DIRECTIONS:
Can you turn the listing below into a numbered list, skipping blank lines and leaving the pictures out?

MATERIAL FOR THIS TASK:
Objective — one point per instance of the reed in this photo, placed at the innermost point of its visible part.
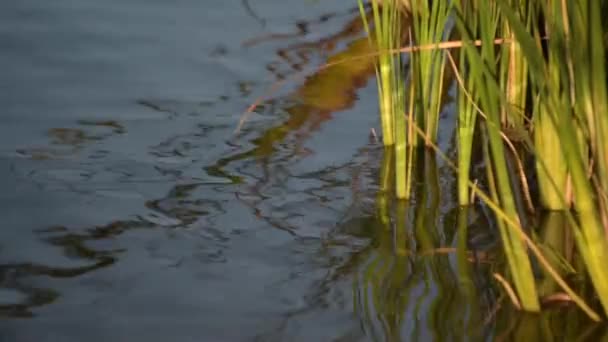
(544, 88)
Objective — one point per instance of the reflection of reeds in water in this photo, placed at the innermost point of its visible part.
(410, 283)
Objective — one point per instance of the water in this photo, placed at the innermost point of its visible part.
(132, 212)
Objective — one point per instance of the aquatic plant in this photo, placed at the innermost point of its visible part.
(531, 84)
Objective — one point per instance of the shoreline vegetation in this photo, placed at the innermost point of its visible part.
(529, 82)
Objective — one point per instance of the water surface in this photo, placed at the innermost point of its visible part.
(132, 212)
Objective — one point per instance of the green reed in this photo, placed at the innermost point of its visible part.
(386, 37)
(429, 26)
(529, 73)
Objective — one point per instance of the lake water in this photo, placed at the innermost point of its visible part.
(131, 211)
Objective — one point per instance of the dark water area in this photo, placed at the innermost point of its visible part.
(132, 212)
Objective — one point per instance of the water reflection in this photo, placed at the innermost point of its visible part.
(299, 251)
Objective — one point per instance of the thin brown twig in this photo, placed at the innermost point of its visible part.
(520, 166)
(447, 45)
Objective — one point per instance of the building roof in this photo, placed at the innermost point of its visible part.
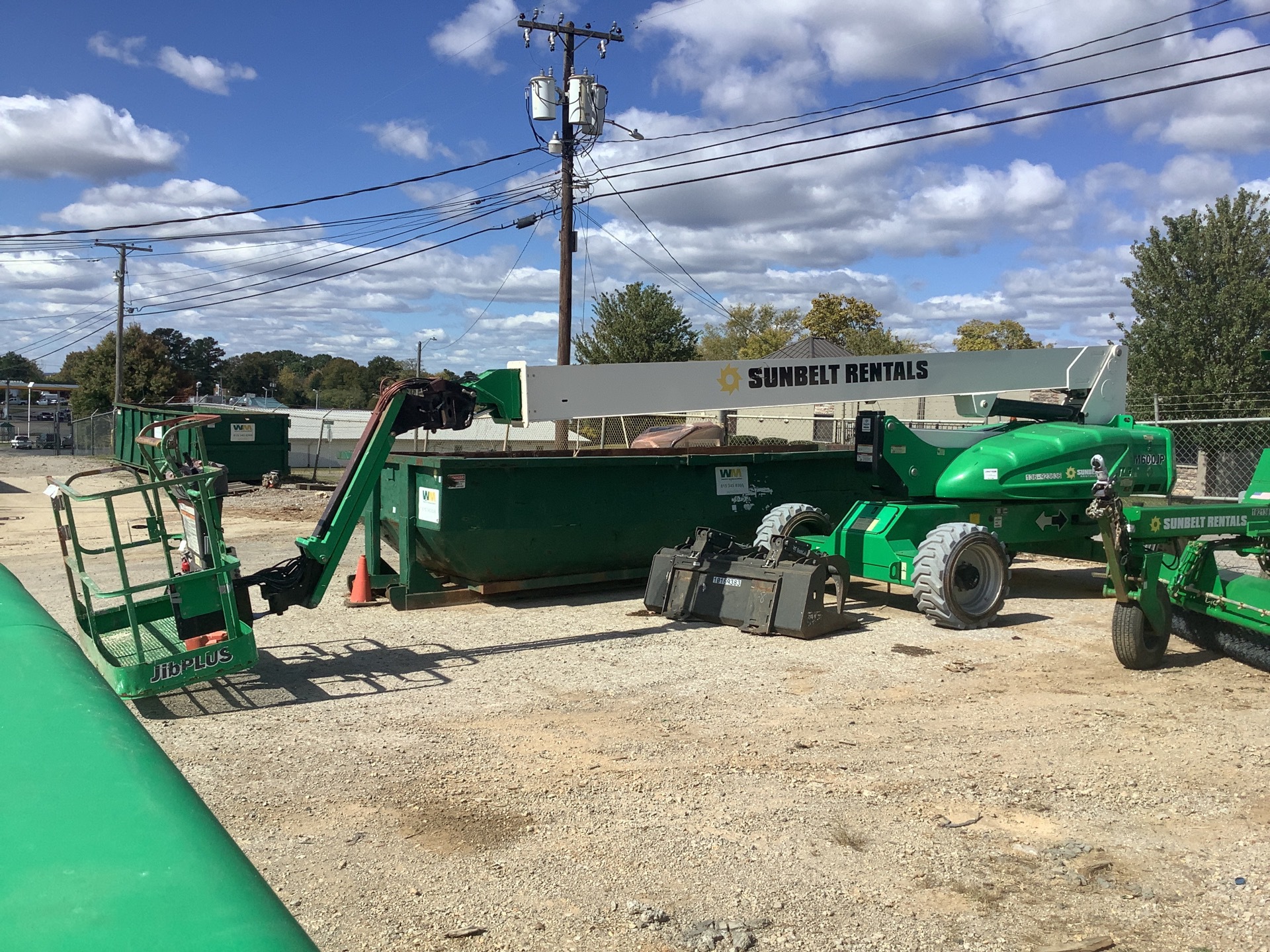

RESULT OF THE TASK:
1. Objective — one point per instance of the reed in this photo, placed at the innermost point of its visible part.
2. (544, 88)
3. Objective — one point per instance of the reflection of reeds in water in this photo, placed at the innermost point of its visible part.
4. (410, 283)
5. Objective — one point per instance of the water in this photo, placed at the innermost point of its visible part.
6. (132, 212)
7. Objective — one point per instance of the aquatic plant in this photo, placed at the innermost point of its visible part.
8. (531, 84)
9. Objective — one point per instance of the shoreline vegetation in this photo, placed at the innermost point of its visible part.
10. (529, 82)
11. Objective — one point per instance of the water surface in this photo, placed at the innermost point of its visible part.
12. (132, 212)
13. Objective — one point per instance of the green reed in this photo, placed at the innermost point of its visible part.
14. (386, 37)
15. (429, 26)
16. (529, 73)
17. Objective — one point per instance of the lake water in this photo, placed at the innermost point of its visible part.
18. (131, 211)
19. Objective — one point per instance of the dark water area in this photo, placed at the innermost point of its visible part.
20. (132, 212)
21. Objective — one point per instance of the water reflection in this photo, placed at the innermost point of its visible part.
22. (299, 251)
23. Objective — one point per instance of the thin brown twig in this photo, placed at the innermost point of its visible part.
24. (520, 166)
25. (447, 45)
26. Objective — one point per instance of the building roof in this photo, placed at the innermost point of its visible part.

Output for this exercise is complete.